### Task description:
Reproduce the lines below with "Pinpoint" replaced by "Locate" and everything else unchanged. Omit the pictures from your output.
::: Information shown
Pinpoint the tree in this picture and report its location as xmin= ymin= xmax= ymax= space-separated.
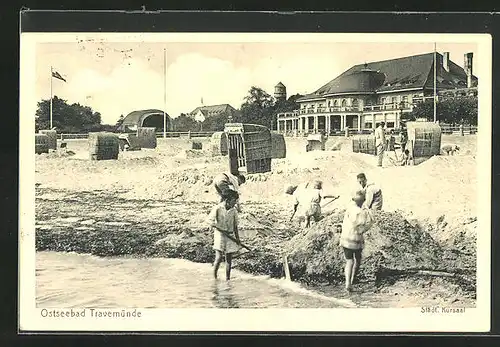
xmin=35 ymin=96 xmax=101 ymax=133
xmin=401 ymin=97 xmax=477 ymax=125
xmin=172 ymin=113 xmax=200 ymax=131
xmin=115 ymin=114 xmax=125 ymax=129
xmin=239 ymin=87 xmax=275 ymax=129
::::::
### Response to this task:
Locate the tree in this picture and report its location as xmin= ymin= xmax= ymax= space-separated.
xmin=35 ymin=96 xmax=101 ymax=133
xmin=401 ymin=97 xmax=477 ymax=125
xmin=172 ymin=113 xmax=200 ymax=131
xmin=115 ymin=114 xmax=125 ymax=129
xmin=239 ymin=87 xmax=275 ymax=129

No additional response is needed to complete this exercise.